## [TASKS TO CARRY OUT]
1. In the passage on land-use variables and mode choice, which variable is left out of the resulting BBN when land use is calculated at the zip code level?
2. List the three snapshots of the models that the passage on land-use variables and mode choice says are shown in figure 2.
3. Continue the passage on land-use variables and mode choice after its last sentence.

## [DOCUMENT TEXT]
In figure 2, we present this strength in three sequential snapshots of the two models (where the land-use measures are calculated at both the tract and zip code level) that show first the strongest links, then the links with an average strength, and finally all links. In reality, the user can select the link strength as a continuum and obtain the appropriate display at any stage, a case that cannot be replicated on paper because of obvious space limitations. For the zip code model in figure 2, the analyst has selected the mode choice node as the one node of interest. The nodes in black are the parent set of the mode choice child, and they are presented in order of influential strength. In fact, the algorithm also distinguishes among variables predicted by and predictive of the variable of interest (mode choice) with appropriately colored nodes (not shown).

It is interesting to explore these outputs of the models in more detail. As the calculation of the land-use variables is moved from tract to zip level, it can be seen that land-use variables have a weaker influence on mode choice and in fact the percentage of vacant land is even excluded from our resulting BBN. These results can be explained by the fact that at coarser spatial aggregation, each spatial unit becomes more and more homogeneous compared with other polygonal areas and there is less variation in land use across tracts.

(Records from a point labeling set)
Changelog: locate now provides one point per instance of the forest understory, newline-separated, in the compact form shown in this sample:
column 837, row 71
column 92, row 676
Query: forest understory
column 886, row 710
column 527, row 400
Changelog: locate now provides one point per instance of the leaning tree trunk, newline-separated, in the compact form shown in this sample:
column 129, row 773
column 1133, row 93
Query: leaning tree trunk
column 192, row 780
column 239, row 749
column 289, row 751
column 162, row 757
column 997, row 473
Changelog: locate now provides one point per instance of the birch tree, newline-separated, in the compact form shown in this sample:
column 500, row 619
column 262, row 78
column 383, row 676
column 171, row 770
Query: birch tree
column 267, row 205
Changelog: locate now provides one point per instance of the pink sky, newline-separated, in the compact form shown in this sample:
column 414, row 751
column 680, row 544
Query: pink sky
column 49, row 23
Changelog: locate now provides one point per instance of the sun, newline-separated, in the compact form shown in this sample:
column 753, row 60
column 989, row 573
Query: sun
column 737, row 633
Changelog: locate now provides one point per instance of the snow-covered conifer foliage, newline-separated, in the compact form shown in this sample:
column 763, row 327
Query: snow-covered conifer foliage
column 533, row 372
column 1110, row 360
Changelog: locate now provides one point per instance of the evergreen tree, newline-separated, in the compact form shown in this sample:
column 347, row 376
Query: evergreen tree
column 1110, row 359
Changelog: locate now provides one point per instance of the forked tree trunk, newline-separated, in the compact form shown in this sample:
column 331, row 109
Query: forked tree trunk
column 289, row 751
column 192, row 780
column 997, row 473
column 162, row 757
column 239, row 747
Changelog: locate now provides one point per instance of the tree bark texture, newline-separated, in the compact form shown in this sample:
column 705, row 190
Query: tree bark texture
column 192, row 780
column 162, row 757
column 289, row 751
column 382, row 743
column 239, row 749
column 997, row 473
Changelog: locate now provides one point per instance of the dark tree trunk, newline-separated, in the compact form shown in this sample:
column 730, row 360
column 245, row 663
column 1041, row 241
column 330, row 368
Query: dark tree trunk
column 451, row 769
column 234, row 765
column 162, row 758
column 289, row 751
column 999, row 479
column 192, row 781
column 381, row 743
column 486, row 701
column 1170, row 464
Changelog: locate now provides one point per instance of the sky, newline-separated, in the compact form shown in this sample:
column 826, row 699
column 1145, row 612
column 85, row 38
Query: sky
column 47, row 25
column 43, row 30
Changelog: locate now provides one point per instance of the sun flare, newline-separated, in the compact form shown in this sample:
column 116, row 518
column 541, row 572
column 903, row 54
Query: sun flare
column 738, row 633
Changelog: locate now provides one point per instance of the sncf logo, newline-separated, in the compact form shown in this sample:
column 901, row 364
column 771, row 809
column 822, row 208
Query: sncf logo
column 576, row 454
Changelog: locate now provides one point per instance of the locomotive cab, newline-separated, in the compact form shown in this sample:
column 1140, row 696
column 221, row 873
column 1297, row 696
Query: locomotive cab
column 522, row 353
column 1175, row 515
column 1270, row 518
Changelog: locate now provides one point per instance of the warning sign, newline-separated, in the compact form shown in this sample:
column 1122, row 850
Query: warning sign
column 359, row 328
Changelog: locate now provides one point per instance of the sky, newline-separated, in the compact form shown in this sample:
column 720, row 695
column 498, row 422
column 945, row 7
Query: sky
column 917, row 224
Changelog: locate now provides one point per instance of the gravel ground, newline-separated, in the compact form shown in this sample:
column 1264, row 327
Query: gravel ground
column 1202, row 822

## [TASK ANSWERS]
1. The percentage of vacant land.

2.
1. The strongest links
2. The links with an average strength
3. All links

3.
Although the goal of this paper is to present results as a proof of concept rather than an in-depth discussion of the land-use/travel behavior relationship, it is worth noting how the mode choice is influenced by the other variables. The strongest links associated with the choice of transportation are the availability of a private vehicle (condition sine qua non for driving), the driver status (having a license or not), age (another condition required to have a driving license), and how empty the landscape looks around the point of origin. This result is even more interesting if we consider that the land-use variable other includes agricultural land, which is critical in suburban or ex-urban conditions.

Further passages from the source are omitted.